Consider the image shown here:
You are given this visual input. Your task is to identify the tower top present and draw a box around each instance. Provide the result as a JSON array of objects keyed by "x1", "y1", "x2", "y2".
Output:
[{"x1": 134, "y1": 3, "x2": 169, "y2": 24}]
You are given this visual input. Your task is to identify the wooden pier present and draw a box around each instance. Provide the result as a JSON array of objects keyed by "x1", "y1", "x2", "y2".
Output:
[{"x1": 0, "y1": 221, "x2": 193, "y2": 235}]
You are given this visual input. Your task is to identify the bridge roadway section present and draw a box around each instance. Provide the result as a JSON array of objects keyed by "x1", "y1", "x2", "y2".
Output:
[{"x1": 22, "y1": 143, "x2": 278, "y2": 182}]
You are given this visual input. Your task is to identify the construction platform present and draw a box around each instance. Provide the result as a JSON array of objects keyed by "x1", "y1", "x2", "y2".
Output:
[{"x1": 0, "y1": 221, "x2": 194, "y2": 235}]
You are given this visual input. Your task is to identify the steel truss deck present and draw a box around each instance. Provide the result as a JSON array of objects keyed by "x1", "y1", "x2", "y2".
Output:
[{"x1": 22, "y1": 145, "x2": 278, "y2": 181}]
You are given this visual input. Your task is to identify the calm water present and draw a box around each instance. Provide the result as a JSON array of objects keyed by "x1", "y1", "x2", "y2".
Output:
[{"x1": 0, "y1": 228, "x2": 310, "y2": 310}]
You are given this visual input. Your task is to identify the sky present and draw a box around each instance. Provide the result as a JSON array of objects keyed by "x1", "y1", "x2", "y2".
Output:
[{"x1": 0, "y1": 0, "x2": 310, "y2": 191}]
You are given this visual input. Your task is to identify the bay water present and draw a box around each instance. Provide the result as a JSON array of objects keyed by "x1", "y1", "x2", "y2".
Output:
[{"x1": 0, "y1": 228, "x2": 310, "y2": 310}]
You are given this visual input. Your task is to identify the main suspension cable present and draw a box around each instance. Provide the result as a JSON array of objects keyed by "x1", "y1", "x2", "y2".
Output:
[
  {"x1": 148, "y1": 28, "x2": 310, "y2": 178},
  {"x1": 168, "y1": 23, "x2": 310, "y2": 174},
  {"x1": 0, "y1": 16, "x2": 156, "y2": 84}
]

■ **AIM OF THE TASK**
Present the lines above as a numbered list with blank lines omitted, starting at the line that contains "identify the main" and ending at the final line.

■ **RESULT OF THE TASK**
1. You are given this visual input. Your task is to identify the main suspension cable present and draw a box around each instance. Provide the result as a JSON array of objects keyed by "x1", "y1", "x2", "y2".
2. Output:
3. [
4.   {"x1": 148, "y1": 28, "x2": 310, "y2": 178},
5.   {"x1": 168, "y1": 23, "x2": 310, "y2": 174},
6.   {"x1": 0, "y1": 16, "x2": 156, "y2": 84}
7. ]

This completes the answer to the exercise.